━━ Quoted passage ━━

Issue 006 is here — the weekly business newsletter brought to you by Pretus. The free platform that helps you master the finance recruiting cycle with AI-driven interview prep for IB, CRE, WM, AM, & more + networking, behaviorals, and an exclusive ecosystem with 1 on 1 coaching and insights you can’t get anywhere else.

Markets: The Week That Couldn’t Pick a Direction
The S&P 500 opened Monday at 7,537, up roughly 9% on the year, and the Dow set a record close at 53,055. Then Iran happened.
Trump declared the ceasefire effectively over. The US resumed strikes. Three commercial vessels were attacked in the Strait of Hormuz. Oil spiked 6% in 48 hours: Brent hit $78.53 per barrel, WTI reached $74.60. The Dow shed 600 points in a single session. Markets that had been grinding toward record highs hit a wall.
Then Thursday, analysts started pointing out that neither side actually wants full-scale war. Both countries have strong incentives to return to negotiations. Oil pulled back almost as fast as it spiked. The week ended roughly where it started, minus a lot of stress.
While all of that was happening, SpaceX quietly became the fastest company ever added to the Nasdaq-100. It IPO'd on June 12. It joined the index on July 7 — 15 trading days later. Nasdaq's new fast-track rules made it possible, and JPMorgan estimated the inclusion triggered $4.3 billion in automatic buying from ETFs like QQQ and QQQM. When a stock enters the Nasdaq-100, every fund tracking that index has to buy it, not because of valuation, not because of conviction, but because of rules. Semiconductors dropped 4.5% the same session as money rotated to fund the purchase.

━━━
━━ Extracted material ━━

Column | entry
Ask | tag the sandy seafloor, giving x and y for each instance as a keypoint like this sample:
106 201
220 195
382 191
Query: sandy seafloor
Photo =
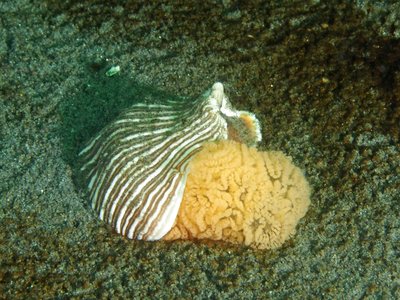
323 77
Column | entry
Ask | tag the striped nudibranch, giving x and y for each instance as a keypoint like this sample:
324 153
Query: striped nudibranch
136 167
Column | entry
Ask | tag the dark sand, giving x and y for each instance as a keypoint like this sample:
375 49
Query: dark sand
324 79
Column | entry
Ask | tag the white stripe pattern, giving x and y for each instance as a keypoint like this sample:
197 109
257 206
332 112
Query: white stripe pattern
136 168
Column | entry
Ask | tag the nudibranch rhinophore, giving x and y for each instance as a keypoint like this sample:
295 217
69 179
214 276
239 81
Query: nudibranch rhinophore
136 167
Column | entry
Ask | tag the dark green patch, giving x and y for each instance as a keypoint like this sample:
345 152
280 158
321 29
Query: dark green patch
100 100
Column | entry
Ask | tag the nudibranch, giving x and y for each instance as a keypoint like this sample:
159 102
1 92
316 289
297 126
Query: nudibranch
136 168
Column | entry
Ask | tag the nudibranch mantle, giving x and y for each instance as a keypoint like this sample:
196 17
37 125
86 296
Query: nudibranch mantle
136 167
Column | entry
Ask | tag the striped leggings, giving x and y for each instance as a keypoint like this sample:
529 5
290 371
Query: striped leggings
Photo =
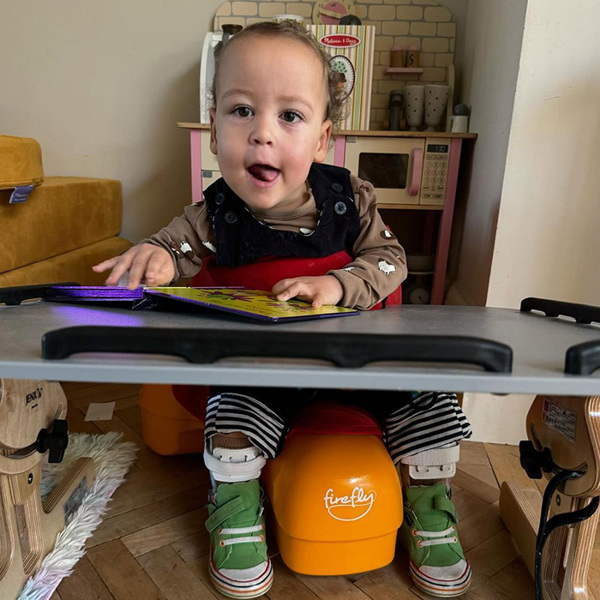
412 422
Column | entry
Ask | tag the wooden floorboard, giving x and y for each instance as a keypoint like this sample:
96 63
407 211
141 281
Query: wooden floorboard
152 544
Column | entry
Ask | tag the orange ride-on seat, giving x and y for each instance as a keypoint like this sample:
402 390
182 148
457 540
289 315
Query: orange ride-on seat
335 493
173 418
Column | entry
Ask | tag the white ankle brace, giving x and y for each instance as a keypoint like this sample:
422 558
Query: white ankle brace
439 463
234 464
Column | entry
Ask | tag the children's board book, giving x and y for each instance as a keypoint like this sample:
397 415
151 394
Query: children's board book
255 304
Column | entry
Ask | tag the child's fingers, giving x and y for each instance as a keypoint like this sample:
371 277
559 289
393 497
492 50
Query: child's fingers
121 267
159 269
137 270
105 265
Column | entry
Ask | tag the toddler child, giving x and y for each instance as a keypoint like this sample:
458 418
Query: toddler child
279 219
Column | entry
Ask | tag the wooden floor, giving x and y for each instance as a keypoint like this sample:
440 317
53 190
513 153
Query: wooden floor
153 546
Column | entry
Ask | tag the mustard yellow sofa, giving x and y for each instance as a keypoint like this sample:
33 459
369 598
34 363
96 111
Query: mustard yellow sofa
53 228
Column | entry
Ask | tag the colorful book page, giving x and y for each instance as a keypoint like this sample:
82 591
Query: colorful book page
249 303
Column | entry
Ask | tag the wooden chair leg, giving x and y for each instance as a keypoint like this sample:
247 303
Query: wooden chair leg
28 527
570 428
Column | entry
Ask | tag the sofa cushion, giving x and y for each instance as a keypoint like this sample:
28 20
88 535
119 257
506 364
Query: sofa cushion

━━━

*Work to do:*
1 – Which dollar amounts appear in the markets newsletter?
2 – Answer these from the markets newsletter:
(a) At what level did the Dow set a record close?
(b) On what date did SpaceX IPO?
(c) By how much did semiconductors drop in the session when SpaceX joined the index?
3 – Extend the markets newsletter, picking up after its final sentence about semiconductors.
You won't need the data for any of this.

*Responses by task:*
1 – $78.53 per barrel, $74.60, $4.3 billion

2 –
(a) 53,055
(b) June 12
(c) 4.5%

3 –
The Shrinking Analyst Class
Goldman Sachs has cut roughly 3,000 people in 2026. Morgan Stanley cut 2,500 in March. Both are on track to report record profits when earnings drop next week.
The cuts are concentrated at junior levels. And the reason is not a slow market. M&A is recovering. Deal pipelines are moving. Banks are cutting junior headcount because AI is absorbing the work that junior analysts used to do. One analyst running AI now produces what three analysts produced two years ago. A tool like Kimi Work can complete in 20 minutes what once took a team of analysts three days.
What's being automated first: deck building, data reconciliation, model formatting. The foundational tasks that historically trained incoming analysts are the first to go. Goldman's president called the analyst pool a "human assembly line ripe for automation." Jamie Dimon said AI "will eliminate jobs." These are the people running the banks that recruit you.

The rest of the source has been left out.